* DIRECTIVE 1:
Answer these about the passage on target-date Funds below:
(a) What happens to each Fund at its target date?
(b) Under which section of ERISA is the investment manager of the Funds described?
(c) Which ERISA section does the QDIA regulation implement?
* DIRECTIVE 2:
Can you reproduce the part of the passage on target-date Funds below, starting at "The assets of" and ending at "to the Plan."?
* DIRECTIVE 3:
Can you write the next part of the passage on target-date Funds below, picking up after its final sentence?

* PASSAGE TO READ:
▼
At its target date, each Fund dissolves, and participants with an interest in the Fund will receive an annuity certificate providing for immediate or deferred commencement of annuity payments. The certificate represents the participant's interest in the unallocated deferred annuity contracts held by the Fund. For instance, if a Fund's asset mix contains a fifty percent investment in unallocated deferred annuity contracts, then half of each participant's individual account balance will be reflected in the certificate. The remaining portion of each such participant's interest in the Fund will be reinvested by the participant or plan fiduciary in other Plan investment alternatives in accordance with title I of the Employee Retirement Income Security Act of 1974, as amended (ERISA).

The assets of the Funds include plan assets for purposes of part 4 of title I of ERISA and such Funds are managed by an investment manager as described in section 3(38) of ERISA. The investment manager has complete discretion to manage, acquire, or dispose of any assets of the Funds, including the unallocated deferred annuity contracts held by the Funds, and complete discretion to choose and retain the insurance company or companies issuing the contracts. The investment manager is independent from the insurance company or companies issuing such contracts. The investment manager acknowledges in writing that he is a fiduciary with respect to the Plan.

The Notice responds to plan sponsors' concerns that making the deferred annuity available only to older participants could violate the current availability and effective availability requirements for benefits, rights, and features under Code section 401(a) and Treasury Regulation section 1.401(a)(4)-4. The Notice provides that, if specified conditions are satisfied, the series of Funds, in which some of the Funds are restricted to participants in particular age bands, may be treated as a single "other right or feature" for purposes of Treasury Regulation section 1.401(a)(4)-4.(2) You have asked the Department to address the treatment of the Funds under the Department's QDIA and annuity selection safe harbor regulations. Accordingly, the Department's views on the application of these regulations to the Funds are discussed below.

QDIA Regulation

The QDIA regulation implements ERISA section 404(c)(5). Under this section, a participant or beneficiary in an individual account plan who fails to provide investment directions for his or her account will be treated as exercising control over assets in the account, if the plan fiduciary complies with certain notice requirements and invests the assets in accordance with regulations prescribed by the Department. The QDIA regulation requires, among other things, that participants on whose behalf the investment is made had the opportunity to direct the investment of the assets in their account but did not, and that they are furnished a notice describing the circumstances under which their assets may be invested in the QDIA, their right to direct the investment of their assets into any other plan investment alternatives, and the investment objectives, risk and return characteristics, and fees and expenses attendant to the QDIA.

The QDIA regulation also describes the attributes necessary for an investment fund, product, model portfolio, or managed account to be QDIA. A target-date fund that meets the specific requirements of the regulation is a type of fund that could be a QDIA. 29 CFR § 2550.404c-5(e)(4)(i). Among other things, such a fund must be designed to produce varying degrees of long-term appreciation and capital preservation through a mix of equity and fixed income exposures based on the participant's age or target retirement date. In the Department's view, the use of unallocated deferred annuity contracts as fixed income investments, as described in the Notice, would not cause the Funds to fail to meet the requirements of paragraph (e)(4)(i) of the QDIA regulation. It is also the Department's view that the distribution of annuity certificates as each Fund dissolves on its target date is consistent with paragraph (e)(4)(vi) of the QDIA regulation. This section provides that an investment product will not fail to be a QDIA "solely because the product or portfolio is offered through variable annuity or similar contracts or through common or collective trust funds or pooled investment funds and without regard to whether such contracts or funds provide annuity purchase rights, investment guarantees, death benefit guarantees or other features ancillary to the investment [product.]"
▲
(Lines of data)
▼
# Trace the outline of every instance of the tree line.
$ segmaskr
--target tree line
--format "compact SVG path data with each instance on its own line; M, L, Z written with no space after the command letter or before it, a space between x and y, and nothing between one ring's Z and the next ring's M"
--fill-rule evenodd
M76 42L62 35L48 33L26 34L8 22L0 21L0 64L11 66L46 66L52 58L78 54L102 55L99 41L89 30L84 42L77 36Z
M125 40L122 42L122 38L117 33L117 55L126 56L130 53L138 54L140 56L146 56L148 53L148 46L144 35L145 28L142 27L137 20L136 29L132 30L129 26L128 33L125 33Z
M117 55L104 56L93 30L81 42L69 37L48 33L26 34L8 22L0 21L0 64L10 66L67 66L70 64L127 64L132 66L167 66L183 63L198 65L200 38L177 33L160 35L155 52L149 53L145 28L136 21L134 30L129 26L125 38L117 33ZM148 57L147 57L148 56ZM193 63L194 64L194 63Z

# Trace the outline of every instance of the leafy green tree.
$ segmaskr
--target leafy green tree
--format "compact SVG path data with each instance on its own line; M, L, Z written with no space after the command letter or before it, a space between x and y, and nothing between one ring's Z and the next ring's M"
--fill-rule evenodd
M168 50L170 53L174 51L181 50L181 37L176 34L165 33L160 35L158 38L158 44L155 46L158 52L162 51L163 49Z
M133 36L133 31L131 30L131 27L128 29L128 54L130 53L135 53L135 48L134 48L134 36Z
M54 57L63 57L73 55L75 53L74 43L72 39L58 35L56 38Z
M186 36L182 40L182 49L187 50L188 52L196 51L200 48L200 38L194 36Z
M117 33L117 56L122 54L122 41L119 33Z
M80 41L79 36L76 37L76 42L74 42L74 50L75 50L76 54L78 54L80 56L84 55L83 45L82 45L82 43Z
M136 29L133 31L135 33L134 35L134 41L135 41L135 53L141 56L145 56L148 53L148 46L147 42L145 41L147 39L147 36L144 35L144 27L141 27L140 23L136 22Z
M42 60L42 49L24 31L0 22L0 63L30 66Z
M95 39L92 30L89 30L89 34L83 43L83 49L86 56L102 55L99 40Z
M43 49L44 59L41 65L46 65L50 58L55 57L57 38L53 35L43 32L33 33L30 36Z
▲
* EXERCISE ANSWER 1:
(a) It dissolves.
(b) Section 3(38).
(c) Section 404(c)(5).

* EXERCISE ANSWER 2:
The assets of the Funds include plan assets for purposes of part 4 of title I of ERISA and such Funds are managed by an investment manager as described in section 3(38) of ERISA. The investment manager has complete discretion to manage, acquire, or dispose of any assets of the Funds, including the unallocated deferred annuity contracts held by the Funds, and complete discretion to choose and retain the insurance company or companies issuing the contracts. The investment manager is independent from the insurance company or companies issuing such contracts. The investment manager acknowledges in writing that he is a fiduciary with respect to the Plan.

* EXERCISE ANSWER 3:
Annuity Selection Safe Harbor

Under the annuity selection safe harbor, the selection of an annuity provider and contract for benefit distributions from an individual account plan satisfies the requirements of section 404(a)(1)(B) of ERISA if the fiduciary: (1) Engages in an objective, thorough and analytical search for the purpose of identifying and selecting providers from which to purchase annuities; (2) Appropriately considers information sufficient to assess the ability of the annuity provider to make all future payments under the annuity contract; (3) Appropriately considers the cost (including fees and commissions) of the annuity contract in relation to the benefits and administrative services to be provided under such contract; (4) Appropriately concludes that, at the time of the selection, the annuity provider is financially able to make all future payments under the annuity contract and the cost of the annuity contract is reasonable in relation to the benefits and services to be provided under the contract; and (5) If necessary, consults with an appropriate expert or experts for purposes of meeting these conditions.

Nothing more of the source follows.